▶ [Source passage]

=====

In [53]:
import pyspark
from pyspark.sql import SparkSession, functions as F


In [54]:
spark = SparkSession.builder.config('spark.driver.memory', '4g').appName('square_integers').getOrCreate()
df = spark.createDataFrame([(2,"Alice"), (35, "Bob"), (72, "Martha")], schema=["Age", "Name"])
df.filter(df.Age>18).show()
df.withColumn("Country", F.lit("USA")).show()

+---+------+
|Age|  Name|
+---+------+
| 35|   Bob|
| 72|Martha|
+---+------+

+---+------+-------+
|Age|  Name|Country|
+---+------+-------+
|  2| Alice|    USA|
| 35|   Bob|    USA|
| 72|Martha|    USA|
+---+------+-------+



In [55]:
df.select(F.count(df.Name)).show()

+-----------+
|count(Name)|
+-----------+
|          3|
+-----------+



In [56]:
df.select(F.avg(df.Age)).show()
df.select(F.sum(df.Age)).show()

+------------------+
|          avg(Age)|
+------------------+
|36.333333333333336|
+------------------+

+--------+
|sum(Age)|
+--------+
|     109|
+--------+



In [59]:
df.write.csv('df.csv')

In [58]:
split_on_spaces = F.split('value', ' ')
df = (
    spark.read.option("recursiveFileLookup","true").text('TextDocs/')
    .withColumn('value', F.explode(split_on_spaces))
    .groupBy('value').count()
    .orderBy(F.desc('count'))
)
top_val_dict = {r['value']:r['count'] for r in df.head(10)}

print(top_val_dict)

{'': 81, 'the': 59, 'was': 41, 'to': 39, 'and': 33, 'he': 28, 'that': 28, 'a': 28, 'of': 20, 'her': 20}

=====

▶ [Provided records]
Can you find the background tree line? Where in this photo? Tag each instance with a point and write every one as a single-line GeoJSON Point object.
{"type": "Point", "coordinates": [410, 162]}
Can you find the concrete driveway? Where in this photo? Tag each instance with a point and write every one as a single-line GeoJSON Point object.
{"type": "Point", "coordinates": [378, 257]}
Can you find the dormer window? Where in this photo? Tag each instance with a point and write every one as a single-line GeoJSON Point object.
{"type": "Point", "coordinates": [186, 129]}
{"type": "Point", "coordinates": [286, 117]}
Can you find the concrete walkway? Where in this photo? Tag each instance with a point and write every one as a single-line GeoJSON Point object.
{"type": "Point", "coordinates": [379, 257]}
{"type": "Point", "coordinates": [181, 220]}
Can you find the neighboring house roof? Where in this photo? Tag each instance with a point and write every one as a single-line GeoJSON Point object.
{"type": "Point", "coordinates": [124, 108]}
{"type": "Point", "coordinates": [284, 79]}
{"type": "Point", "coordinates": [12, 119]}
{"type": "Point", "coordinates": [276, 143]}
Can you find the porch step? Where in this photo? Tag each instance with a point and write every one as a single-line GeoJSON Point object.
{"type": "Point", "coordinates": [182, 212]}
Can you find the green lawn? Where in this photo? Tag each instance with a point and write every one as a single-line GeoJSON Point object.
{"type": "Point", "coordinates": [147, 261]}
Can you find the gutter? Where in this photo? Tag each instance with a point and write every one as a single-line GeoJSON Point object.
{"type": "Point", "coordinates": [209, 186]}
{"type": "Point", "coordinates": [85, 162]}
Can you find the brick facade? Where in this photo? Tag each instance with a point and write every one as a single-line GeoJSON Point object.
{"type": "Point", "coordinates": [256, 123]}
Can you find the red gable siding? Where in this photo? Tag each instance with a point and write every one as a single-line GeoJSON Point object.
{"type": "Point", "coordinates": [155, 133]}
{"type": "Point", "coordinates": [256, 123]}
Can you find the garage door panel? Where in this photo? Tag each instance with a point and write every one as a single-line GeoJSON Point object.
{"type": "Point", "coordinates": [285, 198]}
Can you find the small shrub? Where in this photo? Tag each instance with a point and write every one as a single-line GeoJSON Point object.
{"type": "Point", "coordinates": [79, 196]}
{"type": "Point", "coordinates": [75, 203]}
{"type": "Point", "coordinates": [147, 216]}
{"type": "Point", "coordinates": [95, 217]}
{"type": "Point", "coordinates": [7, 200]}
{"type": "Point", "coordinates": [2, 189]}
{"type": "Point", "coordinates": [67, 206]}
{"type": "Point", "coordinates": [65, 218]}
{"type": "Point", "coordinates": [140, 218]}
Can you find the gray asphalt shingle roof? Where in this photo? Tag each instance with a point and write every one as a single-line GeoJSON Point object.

=====

▶ [What this task involves]
Answer these questions from the PySpark notebook above:
1. Which name is excluded when the data is filtered to ages over 18?
2. What value does the sum of the Age column come to?
3. Which word has a count of 59 in the printed dictionary?

▶ [Exercise result]
1. Alice
2. 109
3. the